* Extract:
The students answered (n = 157) the phrase “it had a good of this educational program” by thinking the educational methods and application duration. Considering the preferences of the students, it was understood that they liked the applications in the program. Especially, P-drug selection/PBL session has been appreciated by the students (n = 36). Other appreciated applications include (i) prescribing (n = 29), (ii) case discussion (n = 29), (iii) evidence-based medicine lecture (n = 17), (iv) educators (n = 17), (v) the overall task (n = 15), (vi) hypertension case (n = 7), (vii) simulated patient (n = 26), and (viii) teamwork (n = 2). The reasons why the technique of simulated patient is favored is that it is similar to real-life learning. It has great importance in professional life, and it aids learning process. The participants (n = 15) demanded more frequent simulated patients and stated that: “I wish I had the chance to encounter not one but several simulated patients. I believe it is a useful experience. In my opinion, the more patients you see, the more experience you get,” “If only doctor-patient relationship was taught adequately and in detail so that we could have enough number of patient practices.” Some students (n = 2) expressed their desire to have experiences beyond simulated patients and stated: “I would prefer real patients. With simulated patients, I feel like I'm acting in a play.”

The practice most disliked by students was writing prescriptions for different indications which took place on the 1st day. According to the students (n = 17), this practice made them feel: “Stressful, anxious, panicky, unnerving, unnecessary, humiliated, unable to satisfy high expectations, embarrassed.”

* Problems to solve:
A - Answer each question from the extract.
(i) How many students appreciated the P-drug selection/PBL session?
(ii) On which day did the practice of writing prescriptions for different indications take place?
(iii) How many participants asked for simulated patients more often?
B - Rewrite the paragraph in the extract that begins "The practice most disliked" as one shorter sentence that keeps its main facts.
C - List every word or phrase in the extract that students used to describe how the prescription-writing practice made them feel.
The records that follow come from a different source.

* Extracted entries:

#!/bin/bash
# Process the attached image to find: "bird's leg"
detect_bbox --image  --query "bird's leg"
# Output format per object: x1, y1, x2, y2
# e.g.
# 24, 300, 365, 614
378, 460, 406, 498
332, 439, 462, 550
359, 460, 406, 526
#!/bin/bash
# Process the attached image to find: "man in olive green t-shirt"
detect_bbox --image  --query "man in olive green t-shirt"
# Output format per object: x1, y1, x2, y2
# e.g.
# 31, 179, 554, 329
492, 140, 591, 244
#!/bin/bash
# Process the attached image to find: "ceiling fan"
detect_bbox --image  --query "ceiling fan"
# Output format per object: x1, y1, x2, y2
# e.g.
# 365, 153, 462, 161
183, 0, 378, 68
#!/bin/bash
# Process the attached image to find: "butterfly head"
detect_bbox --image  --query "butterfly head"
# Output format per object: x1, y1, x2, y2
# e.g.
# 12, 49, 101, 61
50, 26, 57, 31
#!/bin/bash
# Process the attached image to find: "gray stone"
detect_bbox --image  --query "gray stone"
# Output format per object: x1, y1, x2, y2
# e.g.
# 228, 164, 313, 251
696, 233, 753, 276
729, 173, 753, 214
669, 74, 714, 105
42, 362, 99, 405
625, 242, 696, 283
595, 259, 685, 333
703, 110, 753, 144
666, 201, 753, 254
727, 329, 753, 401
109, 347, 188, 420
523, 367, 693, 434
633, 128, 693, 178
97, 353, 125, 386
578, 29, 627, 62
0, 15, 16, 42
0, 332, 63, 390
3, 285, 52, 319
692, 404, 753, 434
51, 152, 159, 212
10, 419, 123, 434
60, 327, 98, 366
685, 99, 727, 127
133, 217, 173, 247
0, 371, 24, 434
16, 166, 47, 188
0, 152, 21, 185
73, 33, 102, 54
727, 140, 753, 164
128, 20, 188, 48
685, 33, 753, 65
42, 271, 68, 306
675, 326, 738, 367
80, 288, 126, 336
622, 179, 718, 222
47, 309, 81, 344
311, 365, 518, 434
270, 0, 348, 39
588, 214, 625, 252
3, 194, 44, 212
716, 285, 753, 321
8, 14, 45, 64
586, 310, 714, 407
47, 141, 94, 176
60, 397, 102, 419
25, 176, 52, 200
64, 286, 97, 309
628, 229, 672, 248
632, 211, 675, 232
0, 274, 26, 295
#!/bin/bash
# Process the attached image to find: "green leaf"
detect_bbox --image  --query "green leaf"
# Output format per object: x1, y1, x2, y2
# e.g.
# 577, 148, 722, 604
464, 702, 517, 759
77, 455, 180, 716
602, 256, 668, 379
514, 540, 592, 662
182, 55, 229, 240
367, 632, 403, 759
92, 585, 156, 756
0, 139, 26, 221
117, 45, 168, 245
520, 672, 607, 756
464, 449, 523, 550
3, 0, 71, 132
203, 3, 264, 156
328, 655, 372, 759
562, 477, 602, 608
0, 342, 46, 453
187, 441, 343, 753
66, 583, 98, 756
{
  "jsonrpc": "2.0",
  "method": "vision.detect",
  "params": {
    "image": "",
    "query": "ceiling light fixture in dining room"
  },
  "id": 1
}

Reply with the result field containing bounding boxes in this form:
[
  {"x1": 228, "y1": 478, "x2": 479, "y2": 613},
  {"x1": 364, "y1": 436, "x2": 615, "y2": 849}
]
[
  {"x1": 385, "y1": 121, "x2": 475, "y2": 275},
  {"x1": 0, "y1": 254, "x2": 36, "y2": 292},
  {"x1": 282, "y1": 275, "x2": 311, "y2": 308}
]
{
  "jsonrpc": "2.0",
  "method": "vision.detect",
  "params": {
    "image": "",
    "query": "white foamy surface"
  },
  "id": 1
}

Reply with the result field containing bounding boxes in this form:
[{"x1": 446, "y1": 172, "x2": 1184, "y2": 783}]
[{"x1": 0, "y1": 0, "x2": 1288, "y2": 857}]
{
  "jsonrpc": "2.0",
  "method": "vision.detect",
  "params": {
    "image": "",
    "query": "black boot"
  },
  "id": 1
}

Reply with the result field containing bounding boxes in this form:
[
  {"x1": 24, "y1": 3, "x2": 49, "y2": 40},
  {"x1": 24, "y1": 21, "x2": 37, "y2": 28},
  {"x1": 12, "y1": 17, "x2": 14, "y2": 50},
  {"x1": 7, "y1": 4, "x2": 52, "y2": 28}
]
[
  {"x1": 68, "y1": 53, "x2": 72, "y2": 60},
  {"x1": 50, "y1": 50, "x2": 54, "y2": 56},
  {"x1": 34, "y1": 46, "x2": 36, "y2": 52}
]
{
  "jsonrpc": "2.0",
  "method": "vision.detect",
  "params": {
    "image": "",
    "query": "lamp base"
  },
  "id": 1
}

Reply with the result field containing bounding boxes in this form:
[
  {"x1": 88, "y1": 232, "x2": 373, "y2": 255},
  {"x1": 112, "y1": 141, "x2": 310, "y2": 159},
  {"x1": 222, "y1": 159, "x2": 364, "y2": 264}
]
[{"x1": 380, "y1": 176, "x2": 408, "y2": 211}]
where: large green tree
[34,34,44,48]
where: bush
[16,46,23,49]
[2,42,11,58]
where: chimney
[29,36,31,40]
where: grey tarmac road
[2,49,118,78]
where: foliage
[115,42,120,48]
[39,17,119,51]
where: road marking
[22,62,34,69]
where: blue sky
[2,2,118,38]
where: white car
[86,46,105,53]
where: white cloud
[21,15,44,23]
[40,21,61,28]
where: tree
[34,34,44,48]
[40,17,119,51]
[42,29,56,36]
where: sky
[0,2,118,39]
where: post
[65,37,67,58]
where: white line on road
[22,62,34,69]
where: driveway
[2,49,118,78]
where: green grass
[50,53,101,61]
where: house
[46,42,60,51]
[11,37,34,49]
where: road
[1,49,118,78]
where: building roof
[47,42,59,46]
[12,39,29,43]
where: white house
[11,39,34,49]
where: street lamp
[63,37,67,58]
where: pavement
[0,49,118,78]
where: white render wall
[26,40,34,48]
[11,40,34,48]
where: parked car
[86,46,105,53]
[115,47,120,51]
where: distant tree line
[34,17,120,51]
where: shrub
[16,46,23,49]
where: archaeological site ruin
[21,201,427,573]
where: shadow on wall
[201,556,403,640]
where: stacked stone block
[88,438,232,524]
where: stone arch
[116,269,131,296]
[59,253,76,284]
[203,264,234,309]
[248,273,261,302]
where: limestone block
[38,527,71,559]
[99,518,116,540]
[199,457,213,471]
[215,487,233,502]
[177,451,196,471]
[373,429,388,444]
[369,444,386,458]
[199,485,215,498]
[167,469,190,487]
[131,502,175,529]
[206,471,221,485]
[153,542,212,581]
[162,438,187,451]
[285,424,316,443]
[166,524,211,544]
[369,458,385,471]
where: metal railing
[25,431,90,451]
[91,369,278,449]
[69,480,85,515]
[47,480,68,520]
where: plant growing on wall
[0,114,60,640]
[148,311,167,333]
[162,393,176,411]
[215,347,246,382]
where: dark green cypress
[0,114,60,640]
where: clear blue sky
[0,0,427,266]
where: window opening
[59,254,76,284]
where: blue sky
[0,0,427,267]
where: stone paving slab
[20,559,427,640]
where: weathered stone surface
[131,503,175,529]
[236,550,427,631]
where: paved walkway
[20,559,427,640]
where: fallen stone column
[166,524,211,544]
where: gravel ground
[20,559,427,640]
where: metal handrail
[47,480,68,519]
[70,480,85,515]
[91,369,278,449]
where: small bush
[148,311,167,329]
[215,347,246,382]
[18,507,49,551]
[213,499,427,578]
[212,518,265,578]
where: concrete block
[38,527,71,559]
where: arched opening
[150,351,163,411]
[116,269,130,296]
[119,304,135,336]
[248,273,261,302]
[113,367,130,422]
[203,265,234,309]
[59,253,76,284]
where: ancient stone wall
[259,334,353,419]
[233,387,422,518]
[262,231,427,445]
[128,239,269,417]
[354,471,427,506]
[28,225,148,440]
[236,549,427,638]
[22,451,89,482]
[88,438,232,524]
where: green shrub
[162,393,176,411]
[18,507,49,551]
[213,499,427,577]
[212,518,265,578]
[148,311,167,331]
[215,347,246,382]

* Solved problems:
A -
(i) 36
(ii) The 1st day
(iii) 15

B - Students most disliked writing prescriptions for different indications on the 1st day, and 17 of them said it made them feel stressful, anxious, panicky, unnerving, unnecessary, humiliated, unable to satisfy high expectations and embarrassed.

C -
- Stressful
- Anxious
- Panicky
- Unnerving
- Unnecessary
- Humiliated
- Unable to satisfy high expectations
- Embarrassed